About this task:
All lines below containing "window" are to be listed.

___ Material provided ___

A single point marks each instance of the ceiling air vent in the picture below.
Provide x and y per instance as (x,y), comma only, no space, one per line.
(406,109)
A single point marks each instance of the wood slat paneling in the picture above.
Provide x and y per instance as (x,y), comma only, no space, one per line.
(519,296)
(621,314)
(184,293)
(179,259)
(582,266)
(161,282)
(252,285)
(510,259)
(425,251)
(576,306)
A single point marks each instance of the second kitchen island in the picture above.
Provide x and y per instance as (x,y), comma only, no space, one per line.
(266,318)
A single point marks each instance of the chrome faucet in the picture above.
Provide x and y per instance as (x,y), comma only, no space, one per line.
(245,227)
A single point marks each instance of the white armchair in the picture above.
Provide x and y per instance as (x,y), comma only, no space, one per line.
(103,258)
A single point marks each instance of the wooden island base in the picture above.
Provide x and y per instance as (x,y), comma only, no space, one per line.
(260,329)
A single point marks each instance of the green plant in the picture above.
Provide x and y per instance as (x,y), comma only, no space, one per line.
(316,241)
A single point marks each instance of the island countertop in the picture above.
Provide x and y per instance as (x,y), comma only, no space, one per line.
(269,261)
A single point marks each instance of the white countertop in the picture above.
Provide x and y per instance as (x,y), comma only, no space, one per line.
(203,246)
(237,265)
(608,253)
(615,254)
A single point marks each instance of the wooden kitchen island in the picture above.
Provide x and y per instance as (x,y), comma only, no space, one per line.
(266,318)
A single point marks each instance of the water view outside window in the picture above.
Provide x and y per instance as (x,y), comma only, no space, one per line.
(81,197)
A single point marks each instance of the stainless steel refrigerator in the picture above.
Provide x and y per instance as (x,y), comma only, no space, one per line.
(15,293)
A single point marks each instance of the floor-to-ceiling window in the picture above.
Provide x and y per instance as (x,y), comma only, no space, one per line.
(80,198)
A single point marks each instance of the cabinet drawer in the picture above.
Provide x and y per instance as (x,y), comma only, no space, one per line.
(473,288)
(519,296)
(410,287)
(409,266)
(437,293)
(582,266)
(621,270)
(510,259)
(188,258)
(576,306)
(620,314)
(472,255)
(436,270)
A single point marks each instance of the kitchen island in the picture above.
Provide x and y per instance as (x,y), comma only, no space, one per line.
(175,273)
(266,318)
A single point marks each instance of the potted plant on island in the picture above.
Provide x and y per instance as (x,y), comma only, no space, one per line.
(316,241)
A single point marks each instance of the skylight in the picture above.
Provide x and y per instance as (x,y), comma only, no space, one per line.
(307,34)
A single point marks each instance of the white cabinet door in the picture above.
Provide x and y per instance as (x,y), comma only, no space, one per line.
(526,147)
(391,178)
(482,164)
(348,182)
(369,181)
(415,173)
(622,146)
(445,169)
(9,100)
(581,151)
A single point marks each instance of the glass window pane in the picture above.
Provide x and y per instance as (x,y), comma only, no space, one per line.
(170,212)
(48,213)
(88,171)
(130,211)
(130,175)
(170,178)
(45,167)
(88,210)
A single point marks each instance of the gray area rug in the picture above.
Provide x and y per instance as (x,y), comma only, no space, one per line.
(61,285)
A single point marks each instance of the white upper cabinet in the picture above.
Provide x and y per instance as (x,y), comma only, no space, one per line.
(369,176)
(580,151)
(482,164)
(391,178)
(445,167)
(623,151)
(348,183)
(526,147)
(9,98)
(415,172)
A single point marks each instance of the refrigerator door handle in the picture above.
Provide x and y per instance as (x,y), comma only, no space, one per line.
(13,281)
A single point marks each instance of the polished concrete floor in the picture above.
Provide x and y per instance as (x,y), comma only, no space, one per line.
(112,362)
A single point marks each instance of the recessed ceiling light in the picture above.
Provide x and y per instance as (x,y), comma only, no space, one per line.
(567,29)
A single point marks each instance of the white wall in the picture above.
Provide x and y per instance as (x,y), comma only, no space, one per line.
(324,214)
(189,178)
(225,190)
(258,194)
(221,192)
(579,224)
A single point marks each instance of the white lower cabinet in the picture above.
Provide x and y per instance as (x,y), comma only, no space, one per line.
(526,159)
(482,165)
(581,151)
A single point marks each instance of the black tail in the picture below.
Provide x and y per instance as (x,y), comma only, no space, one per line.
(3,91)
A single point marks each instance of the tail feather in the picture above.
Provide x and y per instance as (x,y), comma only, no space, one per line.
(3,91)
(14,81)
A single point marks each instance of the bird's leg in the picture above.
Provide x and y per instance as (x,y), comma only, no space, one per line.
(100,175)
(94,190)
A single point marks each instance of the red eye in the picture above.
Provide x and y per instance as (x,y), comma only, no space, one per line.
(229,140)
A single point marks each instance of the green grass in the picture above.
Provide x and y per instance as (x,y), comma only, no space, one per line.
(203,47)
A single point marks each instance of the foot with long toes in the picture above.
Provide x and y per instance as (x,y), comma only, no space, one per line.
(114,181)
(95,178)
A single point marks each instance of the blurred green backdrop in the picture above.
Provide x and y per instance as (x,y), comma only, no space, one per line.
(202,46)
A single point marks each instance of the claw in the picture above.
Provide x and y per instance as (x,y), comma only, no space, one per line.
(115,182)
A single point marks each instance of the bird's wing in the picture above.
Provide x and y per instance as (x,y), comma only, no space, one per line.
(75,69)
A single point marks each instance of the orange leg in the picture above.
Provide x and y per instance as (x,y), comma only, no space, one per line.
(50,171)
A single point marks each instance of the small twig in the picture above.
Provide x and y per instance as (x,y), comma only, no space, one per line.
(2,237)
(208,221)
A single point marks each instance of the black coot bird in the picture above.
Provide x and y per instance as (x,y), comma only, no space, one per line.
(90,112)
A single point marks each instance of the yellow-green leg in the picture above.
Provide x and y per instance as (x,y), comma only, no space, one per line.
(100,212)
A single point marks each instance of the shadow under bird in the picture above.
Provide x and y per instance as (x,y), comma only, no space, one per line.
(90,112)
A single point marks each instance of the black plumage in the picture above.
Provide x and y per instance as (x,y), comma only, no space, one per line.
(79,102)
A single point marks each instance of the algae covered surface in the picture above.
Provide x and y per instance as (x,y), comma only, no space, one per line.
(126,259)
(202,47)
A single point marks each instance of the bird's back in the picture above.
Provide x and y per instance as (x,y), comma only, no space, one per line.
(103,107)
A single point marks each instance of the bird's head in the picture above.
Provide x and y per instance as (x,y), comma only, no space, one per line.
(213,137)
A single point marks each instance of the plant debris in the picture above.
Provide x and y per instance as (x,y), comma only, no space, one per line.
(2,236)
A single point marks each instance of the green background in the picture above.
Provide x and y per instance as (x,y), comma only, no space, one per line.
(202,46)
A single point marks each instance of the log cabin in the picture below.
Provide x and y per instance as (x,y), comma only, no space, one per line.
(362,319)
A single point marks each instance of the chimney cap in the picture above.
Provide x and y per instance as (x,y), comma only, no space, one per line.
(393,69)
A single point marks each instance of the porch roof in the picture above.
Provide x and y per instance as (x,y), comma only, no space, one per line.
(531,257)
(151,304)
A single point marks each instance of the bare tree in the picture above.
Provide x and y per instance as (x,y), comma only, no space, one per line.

___

Reply to the exercise:
A single point marks each instance of the water view outside window in the picture above.
A single point marks each instance of the floor-to-ceiling window in the picture above.
A single point marks each instance of the glass window pane in the picture above.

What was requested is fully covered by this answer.